** Problem details **
Which lines in the listing below contain the word "front"? Pull out each one and copy it in full.

--- BEGIN Input records ---

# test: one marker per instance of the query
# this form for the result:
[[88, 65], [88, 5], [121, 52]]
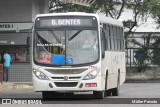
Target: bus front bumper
[[67, 86]]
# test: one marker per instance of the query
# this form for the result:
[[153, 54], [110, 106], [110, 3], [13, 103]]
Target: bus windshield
[[65, 47]]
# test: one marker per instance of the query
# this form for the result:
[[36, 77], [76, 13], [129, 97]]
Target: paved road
[[128, 90]]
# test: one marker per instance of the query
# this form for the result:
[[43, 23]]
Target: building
[[16, 23]]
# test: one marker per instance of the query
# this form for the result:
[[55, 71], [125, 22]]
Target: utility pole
[[86, 3]]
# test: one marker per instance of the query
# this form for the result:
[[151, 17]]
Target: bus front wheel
[[99, 94]]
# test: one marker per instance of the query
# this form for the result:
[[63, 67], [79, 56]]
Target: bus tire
[[115, 91], [99, 94], [108, 92]]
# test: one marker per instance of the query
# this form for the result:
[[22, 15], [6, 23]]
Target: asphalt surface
[[128, 93]]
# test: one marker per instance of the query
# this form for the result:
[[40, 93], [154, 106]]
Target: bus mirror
[[28, 41], [103, 54]]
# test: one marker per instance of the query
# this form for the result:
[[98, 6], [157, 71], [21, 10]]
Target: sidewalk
[[15, 86]]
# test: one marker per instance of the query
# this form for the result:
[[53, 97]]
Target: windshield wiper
[[75, 35]]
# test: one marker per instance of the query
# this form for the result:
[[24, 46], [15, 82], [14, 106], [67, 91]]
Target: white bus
[[77, 52]]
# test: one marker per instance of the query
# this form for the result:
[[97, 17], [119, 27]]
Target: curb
[[142, 81], [15, 86]]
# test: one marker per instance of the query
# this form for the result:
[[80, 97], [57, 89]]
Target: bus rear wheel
[[99, 94]]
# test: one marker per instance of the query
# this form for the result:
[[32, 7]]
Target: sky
[[148, 26]]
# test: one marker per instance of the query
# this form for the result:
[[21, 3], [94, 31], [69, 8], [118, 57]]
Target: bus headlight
[[40, 75], [91, 75]]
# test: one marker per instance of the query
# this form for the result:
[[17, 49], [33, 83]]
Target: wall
[[14, 11]]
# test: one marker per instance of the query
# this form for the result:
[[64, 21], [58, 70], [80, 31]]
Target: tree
[[153, 7]]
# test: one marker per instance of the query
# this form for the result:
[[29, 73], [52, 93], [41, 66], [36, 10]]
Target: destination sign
[[66, 22]]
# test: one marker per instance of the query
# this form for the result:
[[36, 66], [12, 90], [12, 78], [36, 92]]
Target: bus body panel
[[112, 62]]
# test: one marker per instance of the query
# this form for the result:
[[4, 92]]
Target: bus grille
[[66, 84], [62, 78], [66, 71]]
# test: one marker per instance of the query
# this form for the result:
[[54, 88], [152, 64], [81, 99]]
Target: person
[[6, 65]]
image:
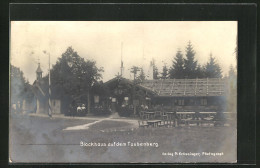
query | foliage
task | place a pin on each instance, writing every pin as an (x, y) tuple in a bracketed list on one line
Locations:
[(155, 70), (134, 70), (200, 71), (72, 77), (20, 88), (190, 64), (177, 69), (141, 76), (212, 69), (164, 74)]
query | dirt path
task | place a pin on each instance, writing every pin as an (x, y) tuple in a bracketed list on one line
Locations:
[(134, 123)]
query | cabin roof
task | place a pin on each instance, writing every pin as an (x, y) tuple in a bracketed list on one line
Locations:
[(186, 87), (181, 87)]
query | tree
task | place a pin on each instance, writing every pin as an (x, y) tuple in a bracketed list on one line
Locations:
[(20, 88), (141, 76), (231, 72), (164, 74), (213, 70), (190, 64), (134, 70), (177, 69), (200, 71), (73, 77), (155, 70)]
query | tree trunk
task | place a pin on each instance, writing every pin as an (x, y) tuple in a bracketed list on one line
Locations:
[(89, 103)]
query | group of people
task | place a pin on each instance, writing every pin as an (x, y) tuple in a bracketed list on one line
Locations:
[(78, 110)]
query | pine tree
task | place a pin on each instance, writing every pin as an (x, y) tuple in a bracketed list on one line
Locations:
[(141, 76), (190, 64), (200, 71), (231, 72), (213, 70), (164, 74), (155, 70), (177, 69)]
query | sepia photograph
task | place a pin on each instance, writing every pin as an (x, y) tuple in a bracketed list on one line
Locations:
[(123, 92)]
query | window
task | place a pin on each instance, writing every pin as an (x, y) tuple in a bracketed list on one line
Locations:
[(181, 102), (203, 102)]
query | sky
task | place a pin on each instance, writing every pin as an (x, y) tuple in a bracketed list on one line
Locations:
[(137, 42)]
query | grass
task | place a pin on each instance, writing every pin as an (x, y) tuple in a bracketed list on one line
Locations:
[(64, 145)]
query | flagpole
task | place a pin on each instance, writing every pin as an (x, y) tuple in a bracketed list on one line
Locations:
[(50, 113)]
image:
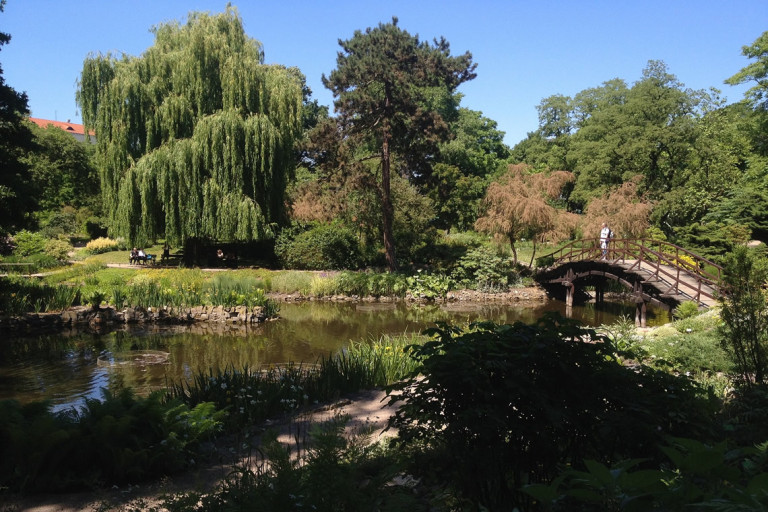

--- END Input records ---

** Result of this task **
Target: bus front bumper
Target: bus front wheel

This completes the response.